Screen Scraping Advice

Charles_Pareto · 17 September 2007 17:25

I work for Cisco Systems in San Jose Ca. I proposed a project to perform
a screen scrape/spider hack to go out and look for websites with the
Cisco name in its domain name (ex. usedcisco.com, ciscoequipment.com,
etc.) and see if those companies are selling Cisco equipment. I want to
look for specific products (ex. WIC-1T, NM-4E, WS-2950-24) on these
websites and see if they are being sold for under 60% of their MSRP. We
are trying to track down companies that are selling counterfeit
equipment. So I started by downloading the DNS list of all domain names
so I could read through that and extract all domain names with Cisco in
it. Once I do that I want to go to each page and search/scrape for these
products, but I don't really know the best approach to take. Can anyone
give me advice? Should I just do keyword searches for those 20+
products? Or is there a better approach?

● EXCERPTED DATA
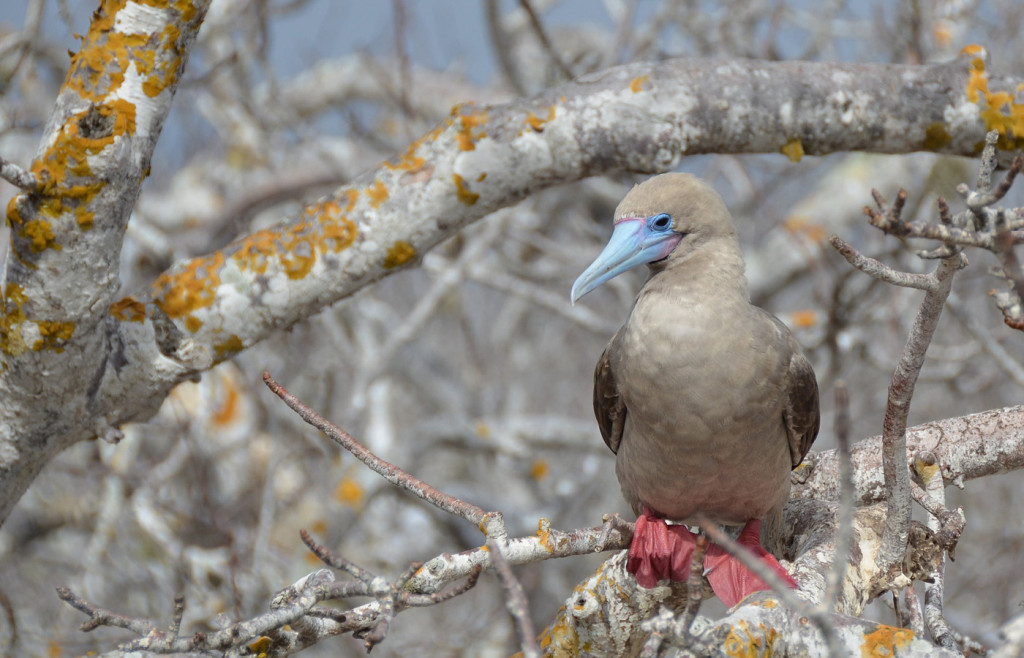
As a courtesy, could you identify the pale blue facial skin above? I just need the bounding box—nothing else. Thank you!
[569,215,682,304]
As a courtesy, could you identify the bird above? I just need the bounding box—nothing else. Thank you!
[570,173,819,607]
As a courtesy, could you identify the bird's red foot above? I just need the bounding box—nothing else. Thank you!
[626,508,696,589]
[704,519,799,608]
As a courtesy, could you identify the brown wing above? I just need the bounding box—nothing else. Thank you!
[784,349,821,469]
[594,335,626,453]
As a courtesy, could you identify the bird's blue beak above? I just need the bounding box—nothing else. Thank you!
[569,217,682,304]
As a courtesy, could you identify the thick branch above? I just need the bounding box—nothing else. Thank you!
[0,47,1020,518]
[794,406,1024,505]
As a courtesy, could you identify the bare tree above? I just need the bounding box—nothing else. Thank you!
[0,0,1024,656]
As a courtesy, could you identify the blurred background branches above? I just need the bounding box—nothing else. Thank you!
[0,0,1024,656]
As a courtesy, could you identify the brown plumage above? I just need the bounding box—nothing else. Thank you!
[573,174,819,601]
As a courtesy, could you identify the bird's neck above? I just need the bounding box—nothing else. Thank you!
[644,238,750,303]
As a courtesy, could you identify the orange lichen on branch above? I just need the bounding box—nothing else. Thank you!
[111,297,145,322]
[334,476,364,508]
[0,281,29,356]
[382,239,416,269]
[630,74,650,93]
[532,606,580,657]
[18,219,60,254]
[65,0,196,100]
[961,45,1024,150]
[153,252,224,317]
[791,308,818,328]
[722,621,782,658]
[367,180,388,208]
[452,174,480,206]
[32,98,135,188]
[860,624,914,658]
[345,188,359,213]
[229,196,358,279]
[778,137,804,163]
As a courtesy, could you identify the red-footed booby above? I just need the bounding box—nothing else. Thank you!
[571,174,819,607]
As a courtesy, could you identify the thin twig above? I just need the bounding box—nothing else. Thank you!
[487,537,541,658]
[879,254,964,571]
[263,372,495,536]
[828,235,935,291]
[679,532,708,633]
[57,587,156,635]
[822,380,854,614]
[913,452,961,651]
[903,583,925,635]
[519,0,575,80]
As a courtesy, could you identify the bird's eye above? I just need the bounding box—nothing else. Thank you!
[647,213,672,231]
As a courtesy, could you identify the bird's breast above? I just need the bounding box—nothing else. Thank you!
[612,290,791,524]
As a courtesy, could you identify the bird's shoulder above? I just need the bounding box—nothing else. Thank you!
[755,307,821,468]
[594,330,626,453]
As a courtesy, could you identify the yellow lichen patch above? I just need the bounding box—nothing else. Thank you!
[281,222,316,280]
[383,239,416,269]
[367,180,387,208]
[540,606,580,658]
[0,282,29,356]
[111,297,145,322]
[334,477,364,508]
[384,118,453,171]
[32,320,75,352]
[792,308,818,328]
[18,219,60,254]
[452,103,487,150]
[913,457,939,484]
[24,99,135,234]
[231,229,278,274]
[213,334,245,363]
[65,0,196,100]
[242,635,273,658]
[153,253,224,317]
[722,621,781,658]
[231,200,358,279]
[523,105,555,132]
[452,174,480,206]
[860,624,913,658]
[778,137,804,163]
[962,45,1024,150]
[630,74,650,93]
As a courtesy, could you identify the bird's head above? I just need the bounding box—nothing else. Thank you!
[570,174,736,304]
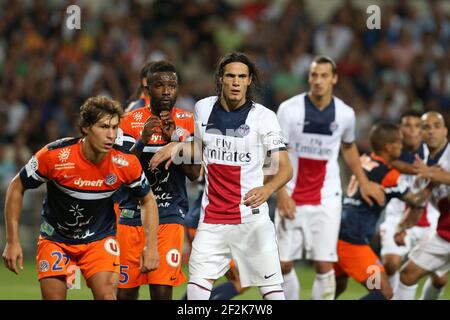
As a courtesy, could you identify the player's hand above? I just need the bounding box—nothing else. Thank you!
[244,186,272,209]
[394,229,406,246]
[139,245,159,273]
[277,188,295,220]
[141,116,162,144]
[3,241,23,274]
[149,142,183,171]
[159,111,176,141]
[359,181,386,206]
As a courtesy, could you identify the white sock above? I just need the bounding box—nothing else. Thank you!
[392,281,417,300]
[312,269,336,300]
[419,277,444,300]
[187,278,213,300]
[259,284,286,300]
[281,268,300,300]
[389,271,400,292]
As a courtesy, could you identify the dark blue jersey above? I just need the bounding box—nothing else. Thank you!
[339,154,408,244]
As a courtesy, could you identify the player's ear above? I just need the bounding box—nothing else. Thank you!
[332,73,338,85]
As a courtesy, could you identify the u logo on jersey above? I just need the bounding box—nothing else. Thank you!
[105,238,120,256]
[166,249,181,268]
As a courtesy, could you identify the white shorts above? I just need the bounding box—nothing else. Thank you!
[408,233,450,277]
[189,216,283,287]
[380,217,434,258]
[275,197,342,262]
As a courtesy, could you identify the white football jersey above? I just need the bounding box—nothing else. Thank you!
[277,93,355,205]
[195,96,286,224]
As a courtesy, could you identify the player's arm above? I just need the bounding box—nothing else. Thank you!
[140,191,159,272]
[3,174,25,274]
[391,159,417,174]
[394,185,431,246]
[244,150,293,209]
[130,116,162,157]
[414,156,450,185]
[342,143,385,206]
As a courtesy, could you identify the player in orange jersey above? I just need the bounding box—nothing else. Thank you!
[116,61,200,300]
[3,97,159,299]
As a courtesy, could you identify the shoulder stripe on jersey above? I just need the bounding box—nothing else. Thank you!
[142,146,163,153]
[47,137,81,150]
[126,172,147,188]
[52,180,116,200]
[122,134,136,143]
[267,147,287,156]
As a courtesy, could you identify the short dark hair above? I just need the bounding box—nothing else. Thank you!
[78,96,123,136]
[146,60,178,85]
[312,56,337,74]
[398,110,422,123]
[369,122,400,153]
[215,52,260,100]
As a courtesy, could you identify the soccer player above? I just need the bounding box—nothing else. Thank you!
[334,123,429,300]
[125,62,152,113]
[3,96,159,299]
[394,111,450,300]
[151,53,292,300]
[275,56,384,300]
[116,61,200,300]
[380,111,442,299]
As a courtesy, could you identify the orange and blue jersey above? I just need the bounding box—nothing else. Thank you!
[20,138,150,244]
[116,107,194,226]
[339,153,409,244]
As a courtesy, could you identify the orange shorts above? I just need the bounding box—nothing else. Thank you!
[36,237,120,280]
[117,224,186,288]
[334,240,385,283]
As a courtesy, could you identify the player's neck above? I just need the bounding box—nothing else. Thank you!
[428,139,447,158]
[403,143,420,152]
[308,92,332,111]
[220,96,246,112]
[81,137,106,163]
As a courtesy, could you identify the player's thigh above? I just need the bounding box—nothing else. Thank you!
[408,234,450,274]
[86,271,119,300]
[77,236,120,285]
[147,224,186,290]
[36,238,77,280]
[337,240,385,289]
[303,198,342,262]
[189,223,233,280]
[275,207,303,262]
[227,219,283,287]
[117,224,146,290]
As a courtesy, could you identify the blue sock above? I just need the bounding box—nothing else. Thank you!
[209,281,238,300]
[359,290,386,300]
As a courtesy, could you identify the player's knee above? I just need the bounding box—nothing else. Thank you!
[400,266,417,286]
[281,261,294,274]
[384,260,400,276]
[432,274,448,289]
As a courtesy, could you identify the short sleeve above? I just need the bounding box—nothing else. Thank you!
[20,147,52,189]
[342,109,355,144]
[125,157,150,198]
[260,110,286,154]
[277,104,291,145]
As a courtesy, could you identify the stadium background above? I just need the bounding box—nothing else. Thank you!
[0,0,450,299]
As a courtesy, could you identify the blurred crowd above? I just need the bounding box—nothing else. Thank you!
[0,0,450,195]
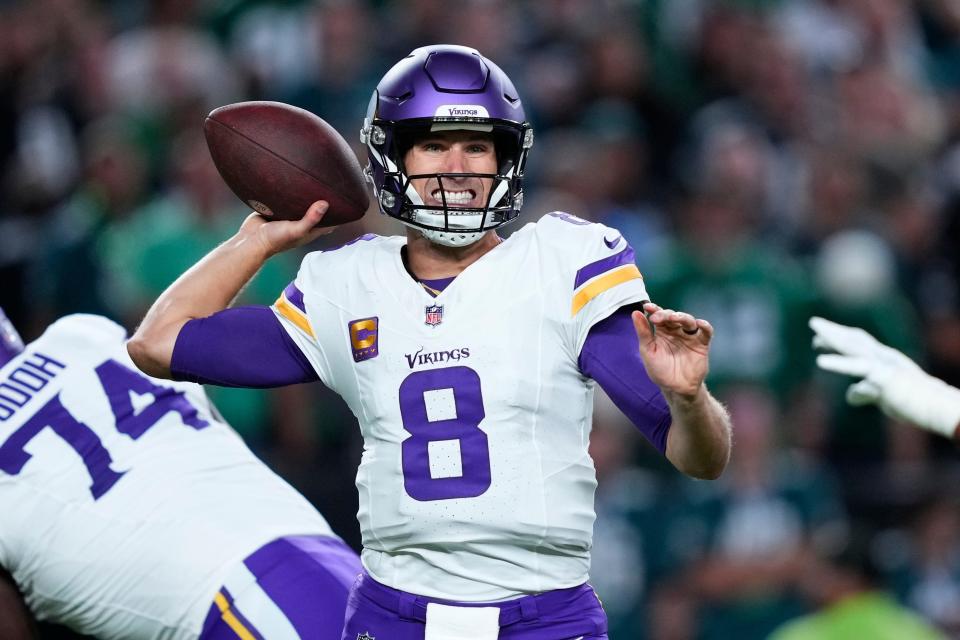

● GIVEN PROBLEM A
Does each statement agree with the forum post? Answer yes or no for each, quoting the words from the post that decide it. (i) The poster works for Cisco Systems in San Jose. (ii) The poster wants to find products sold for under 50% of their MSRP. (iii) The poster began by downloading the DNS list of all domain names.
● GIVEN PROBLEM B
Rewrite the entries from their start through the line containing "[794,406,1024,505]", requests included. Multiply every bounding-box coordinate by 0.5 and round to whole numbers, with halves going up. Give only those lines, and leave out the pictures.

● RIGHT ANSWER A
(i) Yes: "I work for Cisco Systems in San Jose Ca."
(ii) No: "see if they are being sold for under 60% of their MSRP"
(iii) Yes: "So I started by downloading the DNS list of all domain names"

● RIGHT ANSWER B
As a courtesy, could you identify the pale blue facial skin above? I just need the bounding box—nothing else. Thank you!
[285,108,341,152]
As a courtesy, could you identify the bird above? I just need the bounding box—nothing else. Thank you!
[285,87,410,304]
As a courtesy, could you identify the bird's red foot above? I just need the bounding box—nothing else. Thank you!
[313,254,348,295]
[352,260,400,304]
As a courtesy, could you identify the brown wing above? I just need the bounding box—nothing else. Thank you!
[392,175,411,235]
[297,168,313,227]
As a courtesy, could you identify the bird's blue beak above? I just need the bounding box—nothing else. Thank you!
[285,109,341,152]
As a courtesy, could you identify the thick branch above? I just need the bounding box—nothing else. Thank you!
[0,24,510,259]
[397,203,512,253]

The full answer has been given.